> _Text excerpt_
Was Mary Israel, Bride of God? 1

© Dr M D Magee
Contents Updated: Monday, December 07, 1998

Abstract

In Jewish tradition, the bridegroom is God and the bride or the children of the bridechamber are the children of Israel. God and Israel are betrothed or married. Essenes did not permit divorce at all, so God could not divorce his bride, Israel. Yet pious Jews despaired that Judaea was ruled by Rome, a Satanic power, and so the bride was unfaithful and unfit for marriage. God was staying away from the Bridal Chamber—the Holy of Holies of the temple. When Jesus called the Jews, “this adulterous generation”, he was not accusing them all of committing adultery, but was using the hierogamos metaphor to declare Israel unfit for God. The bride had been illegally taken by another, Rome, and Jesus and the Nazarenes wanted to recover the virtue of Israel by liberating Jerusalem. Then the marriage could go ahead, and the gates of the kingdom would open.

Israel Personified as a Woman

Israel is often personified as a woman in the scriptures, a fact that has a bearing on several incidents in the gospels. Among instances are:

And the daughter of Zion is left as a cottage in a vineyard, as a lodge in a garden of cucumbers, as a besieged city.
Isaiah 1:8
As yet shall he remain at Nob that day: he shall shake his hand against the mount of the daughter of Zion, the hill of Jerusalem.
Isaiah 10:32
For I have heard a voice as of a woman in travail, and the anguish as of her that bringeth forth her first child, the voice of the daughter of Zion, that bewaileth herself, that spreadeth her hands, saying, Woe is me now! for my soul is wearied because of murderers.
Jeremiah 4:31
Therefore thus saith the Lord; Ask ye now among the heathen, who hath heard such things: the virgin of Israel hath done a very horrible thing.
Jeremiah 18:13
The Lord hath trodden under foot all my mighty men in the midst of me: he hath called an assembly against me to crush my young men: the Lord hath trodden the virgin, the daughter of Judah, as in a winepress.
Lamentations 1:15
What thing shall I take to witness for thee? what thing shall I liken to thee, O daughter of Jerusalem? what shall I equal to thee, that I may comfort thee, O virgin daughter of Zion? for thy breach is great like the sea: who can heal thee?

> _Job 1_
Which scripture references are cited by book, chapter and verse in the excerpt on Israel as the bride of God?

> _Input material_
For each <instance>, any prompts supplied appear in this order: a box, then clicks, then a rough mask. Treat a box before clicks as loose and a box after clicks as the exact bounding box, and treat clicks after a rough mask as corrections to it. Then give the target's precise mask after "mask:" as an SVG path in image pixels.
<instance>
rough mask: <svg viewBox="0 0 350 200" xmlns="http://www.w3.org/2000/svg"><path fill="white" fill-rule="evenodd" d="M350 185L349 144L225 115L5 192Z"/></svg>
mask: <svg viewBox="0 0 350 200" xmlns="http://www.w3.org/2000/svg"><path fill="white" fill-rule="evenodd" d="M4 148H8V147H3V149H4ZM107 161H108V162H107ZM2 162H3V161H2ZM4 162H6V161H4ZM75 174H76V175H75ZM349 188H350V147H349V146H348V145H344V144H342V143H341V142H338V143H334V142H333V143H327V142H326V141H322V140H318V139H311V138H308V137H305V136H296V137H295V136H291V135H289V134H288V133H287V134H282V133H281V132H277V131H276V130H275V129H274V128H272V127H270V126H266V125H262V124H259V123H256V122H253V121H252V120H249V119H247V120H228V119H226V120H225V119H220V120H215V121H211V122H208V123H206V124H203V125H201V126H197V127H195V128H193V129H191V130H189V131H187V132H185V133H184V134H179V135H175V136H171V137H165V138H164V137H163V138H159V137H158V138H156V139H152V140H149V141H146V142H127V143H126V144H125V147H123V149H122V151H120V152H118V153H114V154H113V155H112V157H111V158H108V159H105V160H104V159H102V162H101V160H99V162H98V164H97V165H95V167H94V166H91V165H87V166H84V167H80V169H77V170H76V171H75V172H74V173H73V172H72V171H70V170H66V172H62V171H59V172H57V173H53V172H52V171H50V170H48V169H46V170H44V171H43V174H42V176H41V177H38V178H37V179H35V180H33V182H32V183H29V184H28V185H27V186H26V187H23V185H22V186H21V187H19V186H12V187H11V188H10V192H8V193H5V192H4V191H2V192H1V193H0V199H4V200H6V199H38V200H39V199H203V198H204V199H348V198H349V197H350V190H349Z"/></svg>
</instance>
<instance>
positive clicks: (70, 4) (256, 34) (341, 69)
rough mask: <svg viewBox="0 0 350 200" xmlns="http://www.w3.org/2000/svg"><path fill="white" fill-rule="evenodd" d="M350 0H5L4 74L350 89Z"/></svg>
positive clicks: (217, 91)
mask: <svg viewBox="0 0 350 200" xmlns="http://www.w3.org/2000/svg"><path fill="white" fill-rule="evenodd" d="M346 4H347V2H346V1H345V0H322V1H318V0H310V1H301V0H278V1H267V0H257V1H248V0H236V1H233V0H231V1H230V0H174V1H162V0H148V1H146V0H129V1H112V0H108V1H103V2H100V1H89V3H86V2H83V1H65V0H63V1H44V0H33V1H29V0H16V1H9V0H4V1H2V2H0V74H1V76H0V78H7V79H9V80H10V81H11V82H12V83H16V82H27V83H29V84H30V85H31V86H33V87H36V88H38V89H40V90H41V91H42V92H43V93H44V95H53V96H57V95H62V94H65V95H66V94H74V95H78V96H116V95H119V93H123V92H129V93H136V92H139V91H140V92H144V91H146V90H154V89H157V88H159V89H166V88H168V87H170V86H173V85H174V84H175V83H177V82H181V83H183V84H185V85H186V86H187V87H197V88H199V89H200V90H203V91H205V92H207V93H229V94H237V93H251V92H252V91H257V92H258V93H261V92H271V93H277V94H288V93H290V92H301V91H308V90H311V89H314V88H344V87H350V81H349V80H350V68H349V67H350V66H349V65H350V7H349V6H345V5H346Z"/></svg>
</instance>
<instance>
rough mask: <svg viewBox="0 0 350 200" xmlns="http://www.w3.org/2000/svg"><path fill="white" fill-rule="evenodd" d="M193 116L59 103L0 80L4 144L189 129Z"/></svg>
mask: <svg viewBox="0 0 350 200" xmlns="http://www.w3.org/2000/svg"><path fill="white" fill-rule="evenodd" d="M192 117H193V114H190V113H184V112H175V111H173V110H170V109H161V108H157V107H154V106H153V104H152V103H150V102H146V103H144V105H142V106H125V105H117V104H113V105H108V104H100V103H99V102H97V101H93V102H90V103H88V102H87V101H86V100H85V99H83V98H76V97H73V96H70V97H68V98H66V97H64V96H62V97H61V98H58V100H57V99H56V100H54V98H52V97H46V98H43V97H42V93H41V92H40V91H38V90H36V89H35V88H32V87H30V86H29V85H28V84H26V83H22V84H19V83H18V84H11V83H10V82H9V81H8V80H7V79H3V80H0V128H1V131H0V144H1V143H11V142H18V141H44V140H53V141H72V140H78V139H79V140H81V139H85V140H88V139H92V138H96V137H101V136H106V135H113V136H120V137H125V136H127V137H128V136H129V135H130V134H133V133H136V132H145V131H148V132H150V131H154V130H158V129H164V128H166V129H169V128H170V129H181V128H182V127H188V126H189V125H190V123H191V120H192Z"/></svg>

> _Job 2_
Can you rewrite the rows from the first line through the line containing "185L349 144L225 115L5", with "rough mask" changed to "coarse mask" throughout and nothing else altered?

> _Written solution 1_
Isaiah 1:8
Isaiah 10:32
Jeremiah 4:31
Jeremiah 18:13
Lamentations 1:15

> _Written solution 2_
For each <instance>, any prompts supplied appear in this order: a box, then clicks, then a coarse mask. Treat a box before clicks as loose and a box after clicks as the exact bounding box, and treat clicks after a coarse mask as corrections to it. Then give the target's precise mask after "mask:" as an SVG path in image pixels.
<instance>
coarse mask: <svg viewBox="0 0 350 200" xmlns="http://www.w3.org/2000/svg"><path fill="white" fill-rule="evenodd" d="M350 185L349 144L225 115L5 192Z"/></svg>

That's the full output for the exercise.